▶ **Text section**:

______

Table 3 Dataset information where “n” represents the number of samples, “c” represents the number of categories, and “m” represents the number of features

The experiment is conducted under Windows 10 64-bit 32GB operating memory and an Intel(R) Core(TM) i5-7500 CPU @ 3.40GHz processor environment. We use the accuracy index to evaluate the algorithm performance, which is calculated as follows:

$$ Acc=\frac{|U_{t}|-e}{|U_{t}|}. $$
(7)

|Ut| is the size of the testing set, and e is the number of misclassified instances. If the active learner queries N labels, |Ut| = nN. Otherwise, |Ut| ≥ nN, indicating that the active learner chooses to predict more labels than expected.

4.1 Comparison with supervised classifiers

The AAKC algorithm is an active learning algorithm for classification, we compare it with 10 supervised learning algorithms on nine datasets. (K Nearest Neighbors (KNN) [19], C4.5 [20], Naive Bayes (NB) [21], Random Forest (RF) [22], AdaBoostM1 (ABM) [23], Classification Via Regression (CVR) [24], Logit Boost (LB) [25], Bagging [26], Multi Class Classifier (MCC) [27], and Filtered Classifier (FC) [28]) These algorithms are implemented in the Weka platform [29]. All datasets are normalized, and the number of labels N and the training set size are both 0.1|U|.

______

▶ **Dataset content**:

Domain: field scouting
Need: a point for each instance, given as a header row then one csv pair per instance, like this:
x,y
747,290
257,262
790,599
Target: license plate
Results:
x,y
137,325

______

▶ **What is needed**:
Please transcribe the section above on the active learning experiments from "The experiment is" to "labels than expected.".

▶ **Complete output**:
The experiment is conducted under Windows 10 64-bit 32GB operating memory and an Intel(R) Core(TM) i5-7500 CPU @ 3.40GHz processor environment. We use the accuracy index to evaluate the algorithm performance, which is calculated as follows:

$$ Acc=\frac{|U_{t}|-e}{|U_{t}|}. $$
(7)

|Ut| is the size of the testing set, and e is the number of misclassified instances. If the active learner queries N labels, |Ut| = nN. Otherwise, |Ut| ≥ nN, indicating that the active learner chooses to predict more labels than expected.